Document segment:
The article first appeared in the July/August issue of Yoga Journal. It is reprinted here with permission of the author.

As I walked outside during the intermission of a lecture given by a well-known spiritual teacher one evening, I noticed protesters carrying signs: "It's wrong to charge for spiritual teaching!" The message struck a chord with me, as I'm sure it does for many spiritual seekers. We tend to think of money as tainted and evil, while spiritual knowledge is pure and sacred. Mixing the two is taboo.

As a psychiatrist who integrates meditation teaching with psychiatric treatment, I've seen firsthand how the issue of money can be a sensitive one for both student and instructor. Many teachers in the healing and spiritual professions struggle with the question of whether to simply accept donations or charge a formal fee. I've grappled with both approaches. The good news, I've discovered, is that the options are not black-and-white. By taking time to explore the subtleties of different payment options, a teacher can ultimately arrive at a solution that serves everyone's best interests.

Economics & Emotions

Much of the unease over mixing money and spirit comes from the fact that it flies in the face of history. Many spiritual traditions insist that teaching be given to the student free of charge. Or, in some cases, the student could offer a donation. This practice, referred to as dana

in Buddhism, served to develop generosity in both student and teacher, as the former contributed voluntarily to the livelihood of the latter.

The idea of dana resonates most with my own inclination. I feel uncomfortable insisting that people pay me; I enjoy giving my time and energy to those who will use what I teach to improve their lives. However, I also struggle with running a practice and supporting a family. While I wish I were independently wealthy and could spend my time teaching and meditating without needing to derive any revenue from these activities, I have dependents, who rely on my income for food, shelter, and medical care.

So for me, the economic issue of charging for spiritual teaching comes down to necessity: I want to make the teaching accessible, and I need to be reimbursed for my time.

But that doesn't mean I can't adjust the fee.

I once had a patient who was learning meditation as a part of her psychiatric treatment. She was disabled and had no source of income other than a disability check. In early December, she told me that despite her best efforts and those of my billing person, her insurance company refused to pay for the last 10 sessions of treatment. The course of action was clear. "Merry Christmas," I said, and fed her bill to the shredder.

I also have the right to insist on the full price if need be. Another person wanted a low fee because he had a high Mercedes payment. Obviously his priorities--and not my fee--needed to be adjusted. So while I charge a fee, I am ready to alter that fee according to the patient's needs.

But beyond economics, the question of whether to charge a fee is steeped in emotional issues as well. As a spiritual teacher, I find that students project all sorts of ideas and attitudes onto me. I constantly have to be on guard against ego-inflation and role-absorption, and I've found that the way I receive reimbursement affects my susceptibility to these dangers.

The problem of ego-inflation, or excessive self-importance, seems to rear its ugly head no matter what I do. If I only accept donations, then I cannot feel important for commanding a high fee. Placing the teaching ahead of my own needs helps me cultivate humility.

However, accepting donations also sets me apart from other members of society who bill for their time. The message here could be that spiritual teaching is really too important and too holy to charge for.

This stance engenders false pride. Each of us has gifts, and my work is no more important or holy than that of farmers and garbage collectors who provide food and a clean environment.

Material provided:
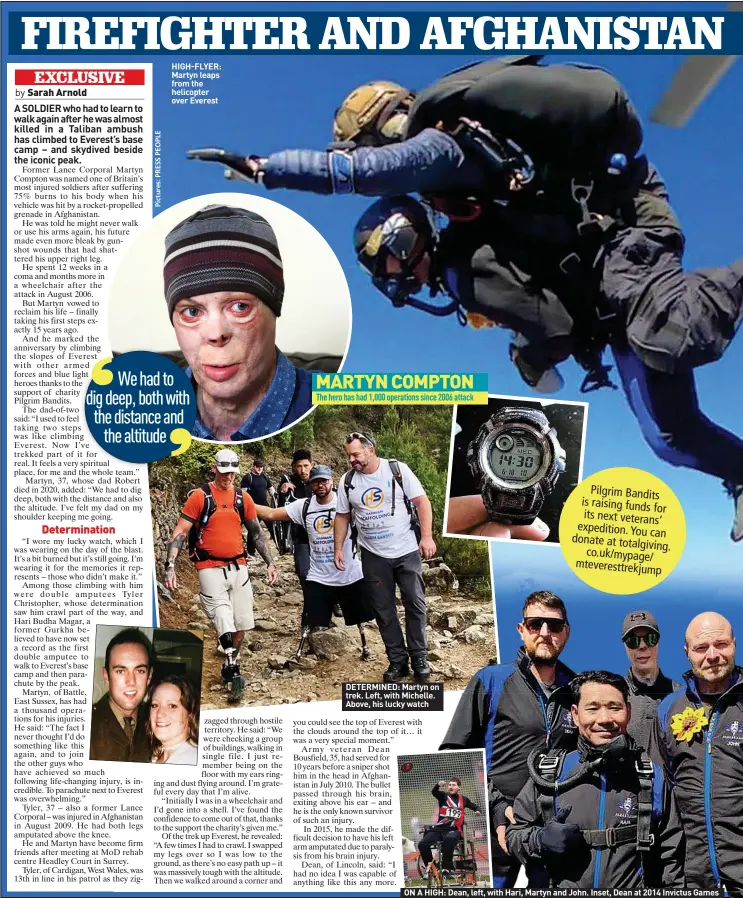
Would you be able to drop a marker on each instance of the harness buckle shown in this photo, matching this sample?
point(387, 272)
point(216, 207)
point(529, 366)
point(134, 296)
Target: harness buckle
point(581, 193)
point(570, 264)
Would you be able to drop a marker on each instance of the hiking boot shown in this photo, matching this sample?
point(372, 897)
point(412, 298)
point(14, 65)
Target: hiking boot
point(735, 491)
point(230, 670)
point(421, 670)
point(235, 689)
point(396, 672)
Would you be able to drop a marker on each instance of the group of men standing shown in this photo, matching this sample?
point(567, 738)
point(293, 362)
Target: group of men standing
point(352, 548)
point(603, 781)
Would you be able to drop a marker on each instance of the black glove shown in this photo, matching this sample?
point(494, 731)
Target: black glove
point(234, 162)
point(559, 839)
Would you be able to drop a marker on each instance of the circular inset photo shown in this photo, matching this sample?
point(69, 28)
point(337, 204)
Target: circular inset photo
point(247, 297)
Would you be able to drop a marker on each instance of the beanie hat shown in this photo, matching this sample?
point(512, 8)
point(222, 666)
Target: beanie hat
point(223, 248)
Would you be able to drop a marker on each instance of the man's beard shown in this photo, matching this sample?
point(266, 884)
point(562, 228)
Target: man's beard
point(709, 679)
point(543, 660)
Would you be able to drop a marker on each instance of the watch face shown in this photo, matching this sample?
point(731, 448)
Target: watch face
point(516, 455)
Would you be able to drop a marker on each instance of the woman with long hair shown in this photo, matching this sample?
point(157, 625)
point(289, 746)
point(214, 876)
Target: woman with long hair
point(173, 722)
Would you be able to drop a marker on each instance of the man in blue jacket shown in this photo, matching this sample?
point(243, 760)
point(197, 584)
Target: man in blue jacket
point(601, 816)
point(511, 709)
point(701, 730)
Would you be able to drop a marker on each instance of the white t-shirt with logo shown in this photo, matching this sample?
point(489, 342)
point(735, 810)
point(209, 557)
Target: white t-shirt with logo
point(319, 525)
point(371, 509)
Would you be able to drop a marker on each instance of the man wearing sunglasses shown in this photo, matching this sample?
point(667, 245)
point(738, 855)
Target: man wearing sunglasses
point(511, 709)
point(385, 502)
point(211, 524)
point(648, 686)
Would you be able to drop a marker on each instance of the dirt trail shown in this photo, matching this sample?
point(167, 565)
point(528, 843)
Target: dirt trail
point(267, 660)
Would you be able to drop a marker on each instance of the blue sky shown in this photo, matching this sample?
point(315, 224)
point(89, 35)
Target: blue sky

Your instructions:
Answer these from the article on charging for spiritual teaching:
(a) What did the protesters' signs say?
(b) What is the practice of offering a donation for teaching called in Buddhism?
(c) What reason did one person give for wanting a low fee?

Reply:
(a) "It's wrong to charge for spiritual teaching!"
(b) Dana.
(c) He had a high Mercedes payment.